#### STATED PROBLEM:
Go through the data and copy every line exactly, but not the images.

━━━━━━━━━━━━━━━━

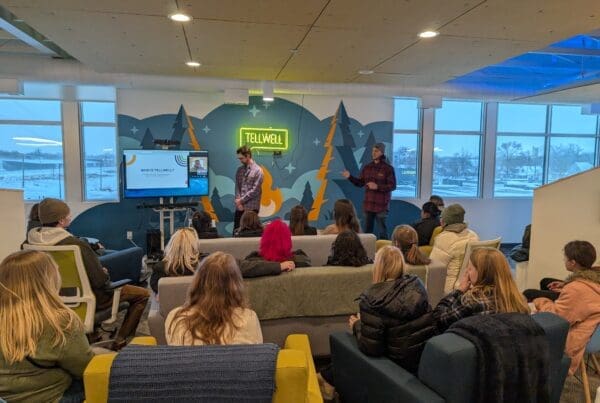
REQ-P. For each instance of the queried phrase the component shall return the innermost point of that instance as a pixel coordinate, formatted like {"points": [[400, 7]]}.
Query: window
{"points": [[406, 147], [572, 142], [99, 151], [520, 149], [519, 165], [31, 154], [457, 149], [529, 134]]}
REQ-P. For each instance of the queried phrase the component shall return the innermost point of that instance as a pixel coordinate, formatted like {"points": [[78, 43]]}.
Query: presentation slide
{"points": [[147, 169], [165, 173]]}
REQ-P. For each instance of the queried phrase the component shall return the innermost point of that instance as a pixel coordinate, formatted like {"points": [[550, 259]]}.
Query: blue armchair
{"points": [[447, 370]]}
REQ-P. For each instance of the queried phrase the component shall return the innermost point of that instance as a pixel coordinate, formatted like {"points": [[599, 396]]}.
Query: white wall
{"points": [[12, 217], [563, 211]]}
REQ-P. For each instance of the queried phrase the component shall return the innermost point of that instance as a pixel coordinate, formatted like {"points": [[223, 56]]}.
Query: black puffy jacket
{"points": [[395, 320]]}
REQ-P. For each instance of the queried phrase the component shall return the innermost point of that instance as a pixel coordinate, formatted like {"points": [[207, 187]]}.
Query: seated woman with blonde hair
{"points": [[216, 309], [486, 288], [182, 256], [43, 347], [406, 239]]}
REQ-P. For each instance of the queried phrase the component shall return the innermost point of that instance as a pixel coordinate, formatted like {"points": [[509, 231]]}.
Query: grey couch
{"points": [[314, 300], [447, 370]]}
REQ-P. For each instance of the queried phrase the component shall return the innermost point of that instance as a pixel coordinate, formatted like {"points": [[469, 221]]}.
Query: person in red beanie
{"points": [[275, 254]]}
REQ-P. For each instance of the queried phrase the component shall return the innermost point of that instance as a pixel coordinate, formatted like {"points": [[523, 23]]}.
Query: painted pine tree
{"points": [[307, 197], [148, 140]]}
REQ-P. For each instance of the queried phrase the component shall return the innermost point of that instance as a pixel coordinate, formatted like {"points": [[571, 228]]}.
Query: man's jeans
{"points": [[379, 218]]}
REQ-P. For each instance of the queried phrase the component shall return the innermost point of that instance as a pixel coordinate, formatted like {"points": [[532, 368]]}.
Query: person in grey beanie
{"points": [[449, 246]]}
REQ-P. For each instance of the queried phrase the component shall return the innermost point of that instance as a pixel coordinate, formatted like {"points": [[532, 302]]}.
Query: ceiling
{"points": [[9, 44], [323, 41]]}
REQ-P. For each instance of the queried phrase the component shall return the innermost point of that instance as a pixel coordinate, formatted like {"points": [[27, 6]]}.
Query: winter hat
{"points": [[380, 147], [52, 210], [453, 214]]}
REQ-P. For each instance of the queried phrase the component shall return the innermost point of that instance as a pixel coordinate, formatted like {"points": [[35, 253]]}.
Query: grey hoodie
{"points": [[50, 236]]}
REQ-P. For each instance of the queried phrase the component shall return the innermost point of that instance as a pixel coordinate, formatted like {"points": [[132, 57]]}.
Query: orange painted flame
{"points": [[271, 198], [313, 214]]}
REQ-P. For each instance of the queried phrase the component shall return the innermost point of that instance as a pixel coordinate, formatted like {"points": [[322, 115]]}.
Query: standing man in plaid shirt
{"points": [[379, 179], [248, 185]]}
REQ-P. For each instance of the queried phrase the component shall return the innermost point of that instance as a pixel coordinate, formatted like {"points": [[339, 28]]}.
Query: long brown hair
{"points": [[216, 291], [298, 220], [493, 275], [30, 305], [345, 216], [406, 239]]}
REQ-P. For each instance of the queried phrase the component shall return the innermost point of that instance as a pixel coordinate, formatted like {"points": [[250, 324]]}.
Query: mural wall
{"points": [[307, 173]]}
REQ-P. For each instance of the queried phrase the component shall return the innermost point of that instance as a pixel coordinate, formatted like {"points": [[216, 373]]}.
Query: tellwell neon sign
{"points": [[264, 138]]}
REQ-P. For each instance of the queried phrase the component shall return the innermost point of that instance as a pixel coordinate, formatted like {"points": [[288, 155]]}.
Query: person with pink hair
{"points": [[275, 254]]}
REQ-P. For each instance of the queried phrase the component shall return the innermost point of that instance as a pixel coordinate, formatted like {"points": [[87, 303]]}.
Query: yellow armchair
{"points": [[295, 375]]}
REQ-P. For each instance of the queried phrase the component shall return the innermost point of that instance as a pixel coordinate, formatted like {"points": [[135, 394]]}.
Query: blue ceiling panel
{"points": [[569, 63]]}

━━━━━━━━━━━━━━━━

#### TASK RESULT:
REQ-P. For each instance of the queried phrase the component shall return the innermost point of that instance as a pixel coordinate, formatted like {"points": [[400, 7]]}.
Query: window
{"points": [[406, 147], [572, 142], [99, 151], [520, 149], [519, 165], [31, 154], [457, 149], [529, 134]]}
REQ-P. For each instance of the queried phrase the component shall return the innermost point of that instance as a pixel coordinate, formatted like {"points": [[78, 43]]}.
Query: presentation slide
{"points": [[147, 169], [165, 173]]}
REQ-P. For each instance of the queried phrase the component shall return the innermost point of that instance as a pixel coordinate, formatted like {"points": [[550, 259]]}.
Query: blue armchair
{"points": [[447, 370]]}
REQ-P. For each instance of the queried phrase the component shall return the innermost point of that instance as a pixel coordinate, formatted like {"points": [[599, 396]]}.
Query: white wall
{"points": [[12, 217], [563, 211]]}
REQ-P. For each instance of the queried phrase the component shall return the innermost point of that instance as a pixel coordinate, formatted like {"points": [[223, 56]]}.
Query: black puffy jacket
{"points": [[395, 320]]}
REQ-P. For each instance of the queried phrase the component shall return the innermost point of that instance as a pixel coordinate, formatted like {"points": [[207, 187]]}.
Query: seated woman with blonde hair
{"points": [[216, 309], [486, 288], [182, 256], [43, 347], [406, 239]]}
REQ-P. For each instance of the queried phrase the component shall return the innermost point of that instance as a pixel coordinate, formatted like {"points": [[509, 231]]}.
Query: grey couch
{"points": [[314, 300], [447, 370]]}
REQ-P. For each instance of the queried phrase the component shall return the innermost point of that instance as a pixel coordinate, formatted like {"points": [[469, 221]]}.
Query: person in red beanie
{"points": [[275, 254]]}
REQ-P. For each instance of the queried phrase the component shall return the innermost point of that instance as a pixel coordinate, formatted like {"points": [[523, 23]]}.
Query: painted pine tree
{"points": [[307, 197], [148, 140]]}
REQ-P. For each instance of the queried phrase the component shall return the innermost point of that instance as a pixel coordinate, formatted like {"points": [[571, 228]]}.
Query: man's jeans
{"points": [[379, 218]]}
REQ-P. For each instance of the queried phrase the component shall return the innermost point of that instance as a pixel coordinate, formatted like {"points": [[532, 368]]}.
Query: person in grey beanie
{"points": [[449, 246]]}
REQ-P. For each instance of the queried phrase the component shall return the innermost point of that instance as a pixel coordinate, formatted like {"points": [[532, 302]]}.
Query: ceiling
{"points": [[9, 44], [323, 41]]}
REQ-P. For each instance of the queried phrase the component shall return the innermost point of that instance as a pixel coordinate, formatted like {"points": [[27, 6]]}.
Query: winter hat
{"points": [[380, 147], [52, 210], [453, 214]]}
REQ-P. For each instance of the queried phrase the component shall return the innermost point of that instance as a pixel coordinate, formatted like {"points": [[35, 253]]}.
Query: grey hoodie
{"points": [[50, 236]]}
REQ-P. For each instance of the queried phrase the component shall return the innermost point of that instance as a pixel coordinate, formatted like {"points": [[132, 57]]}.
Query: orange painted flame
{"points": [[271, 198], [313, 214]]}
REQ-P. For each instance of the queried phrase the component shall return the innermost point of that instance as a pixel coordinate, formatted like {"points": [[322, 115]]}.
Query: standing man in plaid shirt
{"points": [[379, 179], [248, 185]]}
REQ-P. For each instance of the queried phrase the component shall return the innermost point of that instance as a pixel coordinate, formatted like {"points": [[339, 28]]}.
Query: long brown hair
{"points": [[216, 291], [298, 220], [493, 275], [30, 305], [345, 216], [406, 239]]}
REQ-P. For each instance of the queried phrase the component shall return the innermost point of that instance as a pixel coordinate, formatted like {"points": [[250, 324]]}.
Query: mural wall
{"points": [[307, 173]]}
REQ-P. For each instance of the queried phrase the component shall return the innermost point of that instance as a pixel coordinate, formatted like {"points": [[216, 373]]}.
Query: tellwell neon sign
{"points": [[264, 138]]}
REQ-P. For each instance of the queried phrase the component shall return the innermost point of that instance as a pixel coordinate, formatted like {"points": [[288, 155]]}.
Query: person with pink hair
{"points": [[275, 254]]}
REQ-P. For each instance of the queried phrase the component shall return the innermost point of that instance as a pixel coordinate, formatted like {"points": [[87, 303]]}.
Query: yellow armchair
{"points": [[295, 375]]}
REQ-P. For each instance of the queried phrase the component shall return the innermost point of that instance as a pixel coordinate, formatted like {"points": [[135, 394]]}.
Query: blue ceiling panel
{"points": [[569, 63]]}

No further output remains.